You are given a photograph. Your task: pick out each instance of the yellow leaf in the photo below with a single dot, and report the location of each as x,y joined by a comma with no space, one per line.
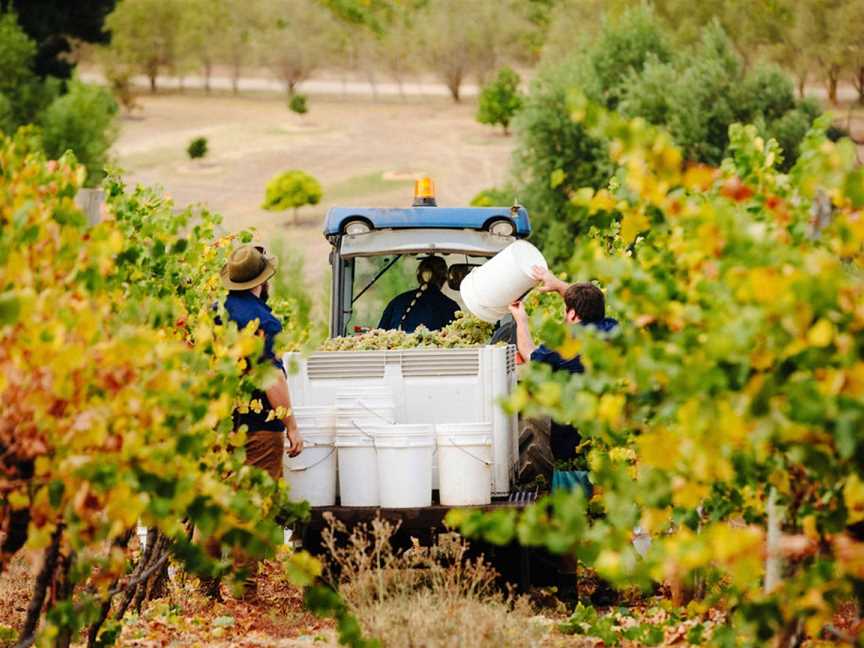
610,409
821,333
853,496
18,500
633,223
689,494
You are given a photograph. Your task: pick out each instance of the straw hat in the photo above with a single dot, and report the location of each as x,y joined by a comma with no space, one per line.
247,267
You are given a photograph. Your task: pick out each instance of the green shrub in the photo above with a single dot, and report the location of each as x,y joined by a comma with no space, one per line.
695,95
299,104
197,148
26,94
624,47
81,121
500,100
554,147
292,190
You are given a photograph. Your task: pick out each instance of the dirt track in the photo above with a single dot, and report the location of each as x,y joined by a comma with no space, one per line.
351,146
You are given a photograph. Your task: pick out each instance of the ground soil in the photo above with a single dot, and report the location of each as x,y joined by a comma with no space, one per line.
363,152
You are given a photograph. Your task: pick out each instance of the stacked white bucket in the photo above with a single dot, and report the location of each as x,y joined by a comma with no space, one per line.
383,463
489,289
464,463
312,474
358,411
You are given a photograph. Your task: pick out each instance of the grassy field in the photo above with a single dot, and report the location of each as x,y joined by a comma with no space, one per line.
363,152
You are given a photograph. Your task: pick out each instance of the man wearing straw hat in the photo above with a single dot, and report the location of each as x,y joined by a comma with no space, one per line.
246,276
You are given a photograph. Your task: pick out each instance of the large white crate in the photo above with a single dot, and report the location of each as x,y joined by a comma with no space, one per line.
429,385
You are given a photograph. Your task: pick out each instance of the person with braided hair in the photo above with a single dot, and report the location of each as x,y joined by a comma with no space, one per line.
426,305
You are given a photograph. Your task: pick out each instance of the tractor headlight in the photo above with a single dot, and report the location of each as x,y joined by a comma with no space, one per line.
502,228
357,227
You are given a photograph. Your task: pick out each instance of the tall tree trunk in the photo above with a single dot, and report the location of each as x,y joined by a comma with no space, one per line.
370,76
454,83
859,83
832,85
63,592
43,580
208,72
235,78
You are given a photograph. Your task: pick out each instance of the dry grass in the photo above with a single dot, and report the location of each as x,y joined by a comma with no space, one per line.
426,596
16,586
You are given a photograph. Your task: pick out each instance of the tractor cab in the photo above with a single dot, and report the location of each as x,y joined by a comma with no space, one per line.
376,251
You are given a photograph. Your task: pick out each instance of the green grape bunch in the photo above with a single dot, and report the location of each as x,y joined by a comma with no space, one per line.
464,332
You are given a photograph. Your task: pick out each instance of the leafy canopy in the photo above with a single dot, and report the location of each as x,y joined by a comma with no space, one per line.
735,378
500,100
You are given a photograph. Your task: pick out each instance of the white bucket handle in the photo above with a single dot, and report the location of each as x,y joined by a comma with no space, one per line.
320,461
370,410
364,432
470,454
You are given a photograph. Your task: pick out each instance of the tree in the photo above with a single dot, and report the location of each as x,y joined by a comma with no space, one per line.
500,100
299,39
292,190
24,92
849,34
52,24
146,33
458,39
81,121
708,409
236,37
395,50
197,148
299,104
696,93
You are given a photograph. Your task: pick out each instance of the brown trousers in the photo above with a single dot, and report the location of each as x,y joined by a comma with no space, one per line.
264,449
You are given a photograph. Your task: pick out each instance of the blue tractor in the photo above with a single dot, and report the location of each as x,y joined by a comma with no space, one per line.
385,238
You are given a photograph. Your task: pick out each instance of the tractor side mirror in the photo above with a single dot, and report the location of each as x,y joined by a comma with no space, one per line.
457,272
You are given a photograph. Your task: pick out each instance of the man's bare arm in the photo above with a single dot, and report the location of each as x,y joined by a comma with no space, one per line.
278,396
524,341
549,282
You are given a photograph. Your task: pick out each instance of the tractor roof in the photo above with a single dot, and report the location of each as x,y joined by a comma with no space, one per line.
453,218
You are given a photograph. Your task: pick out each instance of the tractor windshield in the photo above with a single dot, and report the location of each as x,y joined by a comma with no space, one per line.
377,280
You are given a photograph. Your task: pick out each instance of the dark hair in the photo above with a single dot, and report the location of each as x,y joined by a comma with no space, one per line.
587,300
435,271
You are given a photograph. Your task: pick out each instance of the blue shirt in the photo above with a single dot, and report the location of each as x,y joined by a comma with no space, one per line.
573,365
565,438
433,309
244,307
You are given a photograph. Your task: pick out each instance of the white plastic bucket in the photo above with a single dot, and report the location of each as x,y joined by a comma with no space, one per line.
404,454
358,468
312,475
373,405
473,302
464,463
501,280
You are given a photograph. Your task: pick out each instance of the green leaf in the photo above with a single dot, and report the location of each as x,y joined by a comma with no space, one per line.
556,178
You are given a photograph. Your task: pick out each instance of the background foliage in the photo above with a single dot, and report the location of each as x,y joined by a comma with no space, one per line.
725,407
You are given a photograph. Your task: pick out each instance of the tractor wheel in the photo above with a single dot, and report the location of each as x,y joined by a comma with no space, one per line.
535,450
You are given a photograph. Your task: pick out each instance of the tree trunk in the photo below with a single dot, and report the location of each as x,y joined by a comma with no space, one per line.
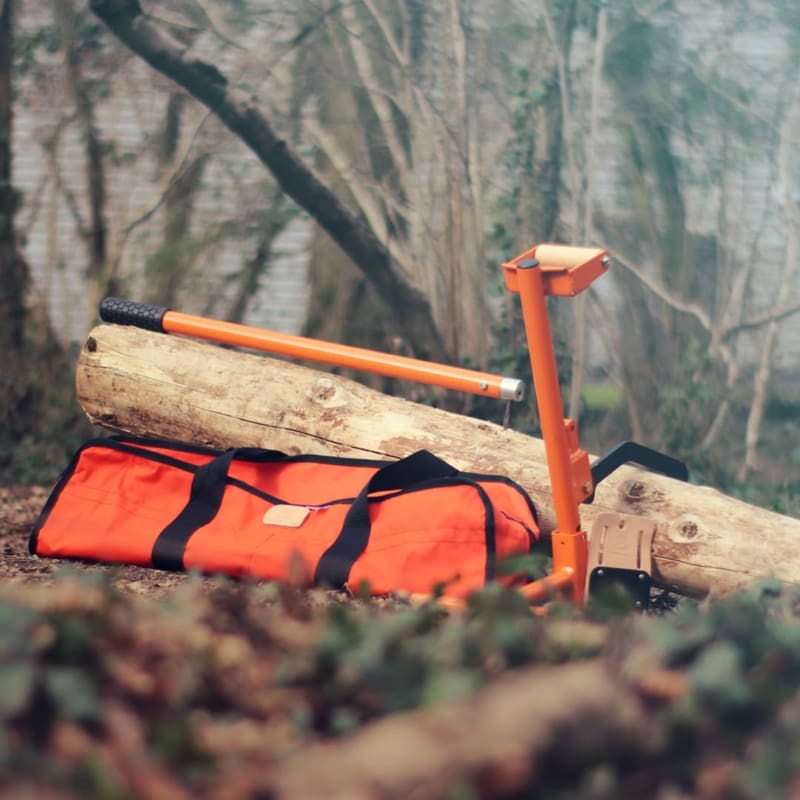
153,384
411,313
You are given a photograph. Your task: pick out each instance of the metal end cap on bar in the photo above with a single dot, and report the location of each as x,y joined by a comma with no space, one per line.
512,389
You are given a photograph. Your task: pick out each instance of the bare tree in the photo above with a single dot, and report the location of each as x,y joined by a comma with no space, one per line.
238,111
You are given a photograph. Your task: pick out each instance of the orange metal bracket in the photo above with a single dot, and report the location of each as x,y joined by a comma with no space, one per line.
543,270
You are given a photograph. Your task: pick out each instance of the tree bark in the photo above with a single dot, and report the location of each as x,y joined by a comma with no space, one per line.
153,384
238,111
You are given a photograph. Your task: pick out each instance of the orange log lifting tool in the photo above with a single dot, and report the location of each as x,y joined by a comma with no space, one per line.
621,548
164,320
562,271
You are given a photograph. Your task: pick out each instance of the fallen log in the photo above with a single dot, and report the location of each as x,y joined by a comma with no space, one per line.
145,383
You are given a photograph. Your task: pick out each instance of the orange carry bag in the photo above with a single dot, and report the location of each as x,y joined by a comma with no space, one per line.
412,524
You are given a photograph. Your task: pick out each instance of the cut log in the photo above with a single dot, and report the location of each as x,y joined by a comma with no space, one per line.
152,384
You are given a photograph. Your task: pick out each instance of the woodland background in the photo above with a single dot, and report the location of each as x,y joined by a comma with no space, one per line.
359,170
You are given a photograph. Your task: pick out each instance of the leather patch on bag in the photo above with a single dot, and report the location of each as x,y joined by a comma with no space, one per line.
286,516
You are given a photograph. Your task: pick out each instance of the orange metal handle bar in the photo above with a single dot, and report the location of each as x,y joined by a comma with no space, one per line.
164,320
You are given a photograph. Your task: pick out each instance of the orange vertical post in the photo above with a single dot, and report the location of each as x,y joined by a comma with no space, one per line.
569,542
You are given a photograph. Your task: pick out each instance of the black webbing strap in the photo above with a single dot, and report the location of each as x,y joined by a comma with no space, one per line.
336,562
205,498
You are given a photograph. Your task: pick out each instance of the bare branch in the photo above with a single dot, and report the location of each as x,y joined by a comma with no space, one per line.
663,294
249,122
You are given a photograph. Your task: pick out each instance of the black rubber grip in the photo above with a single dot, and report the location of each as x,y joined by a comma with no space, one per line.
129,312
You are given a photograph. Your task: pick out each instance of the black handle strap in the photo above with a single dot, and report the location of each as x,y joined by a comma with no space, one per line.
336,562
205,499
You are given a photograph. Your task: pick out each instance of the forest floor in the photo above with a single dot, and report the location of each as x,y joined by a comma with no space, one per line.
121,682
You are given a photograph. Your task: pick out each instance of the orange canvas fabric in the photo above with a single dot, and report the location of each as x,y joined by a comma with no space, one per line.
406,525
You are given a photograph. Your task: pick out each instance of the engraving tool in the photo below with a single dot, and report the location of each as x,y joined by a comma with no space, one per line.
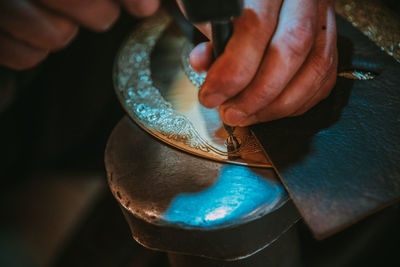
219,13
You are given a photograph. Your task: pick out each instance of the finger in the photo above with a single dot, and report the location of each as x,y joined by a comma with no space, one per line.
201,57
141,8
19,55
285,55
315,78
36,26
236,67
97,15
321,94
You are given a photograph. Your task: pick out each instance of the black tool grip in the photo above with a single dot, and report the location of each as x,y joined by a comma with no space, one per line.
221,33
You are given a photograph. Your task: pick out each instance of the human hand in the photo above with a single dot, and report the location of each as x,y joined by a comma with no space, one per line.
31,29
280,61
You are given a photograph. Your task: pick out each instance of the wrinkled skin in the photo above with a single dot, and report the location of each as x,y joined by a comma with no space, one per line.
280,61
31,29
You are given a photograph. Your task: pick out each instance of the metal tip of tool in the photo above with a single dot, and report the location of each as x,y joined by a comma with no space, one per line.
232,144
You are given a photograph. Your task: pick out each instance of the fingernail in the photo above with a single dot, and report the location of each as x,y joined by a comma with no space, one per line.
212,100
234,117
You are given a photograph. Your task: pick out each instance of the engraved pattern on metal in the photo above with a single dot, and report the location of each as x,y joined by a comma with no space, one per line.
357,75
146,106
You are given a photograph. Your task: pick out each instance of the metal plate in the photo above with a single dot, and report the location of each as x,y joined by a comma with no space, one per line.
159,96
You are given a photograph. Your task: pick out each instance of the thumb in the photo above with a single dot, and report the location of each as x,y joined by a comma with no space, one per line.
201,57
141,8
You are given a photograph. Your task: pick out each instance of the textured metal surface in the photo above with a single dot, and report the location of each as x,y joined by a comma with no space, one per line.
156,93
184,204
340,161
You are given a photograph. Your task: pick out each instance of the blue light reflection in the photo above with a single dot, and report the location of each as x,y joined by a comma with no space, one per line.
237,192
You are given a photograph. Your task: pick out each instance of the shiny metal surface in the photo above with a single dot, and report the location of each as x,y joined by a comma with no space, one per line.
157,94
183,204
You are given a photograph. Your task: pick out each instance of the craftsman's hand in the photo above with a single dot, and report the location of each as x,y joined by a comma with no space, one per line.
31,29
280,61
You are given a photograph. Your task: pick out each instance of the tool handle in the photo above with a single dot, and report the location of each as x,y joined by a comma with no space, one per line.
221,33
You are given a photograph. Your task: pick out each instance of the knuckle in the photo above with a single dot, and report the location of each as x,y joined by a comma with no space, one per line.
63,35
323,64
298,38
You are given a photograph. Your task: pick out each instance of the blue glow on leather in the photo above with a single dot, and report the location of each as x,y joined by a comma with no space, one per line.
238,192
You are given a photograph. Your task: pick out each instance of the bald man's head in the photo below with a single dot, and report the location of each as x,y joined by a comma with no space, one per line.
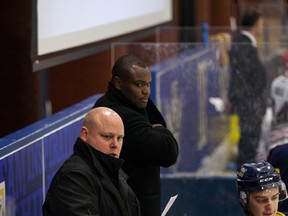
103,129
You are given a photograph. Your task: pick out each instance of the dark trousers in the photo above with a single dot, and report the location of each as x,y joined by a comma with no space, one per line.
250,130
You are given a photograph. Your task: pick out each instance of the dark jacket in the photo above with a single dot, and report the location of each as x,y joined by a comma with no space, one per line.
247,89
144,149
88,184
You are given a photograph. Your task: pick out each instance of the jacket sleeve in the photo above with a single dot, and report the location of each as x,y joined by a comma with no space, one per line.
71,195
143,143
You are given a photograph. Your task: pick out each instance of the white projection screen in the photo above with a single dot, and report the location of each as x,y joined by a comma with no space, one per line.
64,24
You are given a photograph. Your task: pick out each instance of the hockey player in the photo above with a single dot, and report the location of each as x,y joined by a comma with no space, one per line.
278,143
260,188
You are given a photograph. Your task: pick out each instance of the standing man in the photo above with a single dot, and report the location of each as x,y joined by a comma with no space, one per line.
260,189
247,87
278,143
148,144
88,183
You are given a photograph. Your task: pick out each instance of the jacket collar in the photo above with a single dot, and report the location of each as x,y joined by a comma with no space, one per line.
250,36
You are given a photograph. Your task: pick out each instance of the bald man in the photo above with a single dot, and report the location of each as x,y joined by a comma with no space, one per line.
88,183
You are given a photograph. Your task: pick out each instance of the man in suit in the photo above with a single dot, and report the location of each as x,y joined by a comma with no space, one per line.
148,144
247,87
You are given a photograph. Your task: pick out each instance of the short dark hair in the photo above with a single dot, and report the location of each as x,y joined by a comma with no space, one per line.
123,64
249,18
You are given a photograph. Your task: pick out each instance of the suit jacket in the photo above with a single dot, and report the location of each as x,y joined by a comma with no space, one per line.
144,148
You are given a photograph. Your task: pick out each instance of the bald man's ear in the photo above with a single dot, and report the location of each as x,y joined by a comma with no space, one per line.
83,133
117,82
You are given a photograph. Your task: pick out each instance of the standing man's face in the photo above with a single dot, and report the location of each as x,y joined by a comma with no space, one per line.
136,88
264,203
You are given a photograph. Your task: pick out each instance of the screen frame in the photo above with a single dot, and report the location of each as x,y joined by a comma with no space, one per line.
41,62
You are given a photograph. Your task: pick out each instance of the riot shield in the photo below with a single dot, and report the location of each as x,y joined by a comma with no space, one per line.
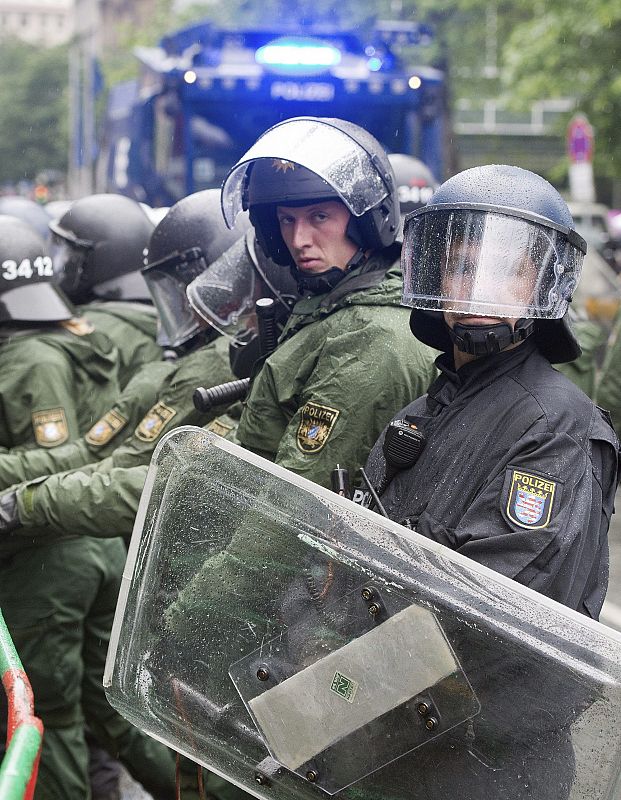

**Instructions to follow:** List each line of the records that contains the word "tall", copying every such line in full.

**Exercise solution:**
You are given a photograph. Your task: pick out each instance of the tall tree trunk in the photo above with a single dot, and report the location of each as x,y joined by a comma with no space, one per line.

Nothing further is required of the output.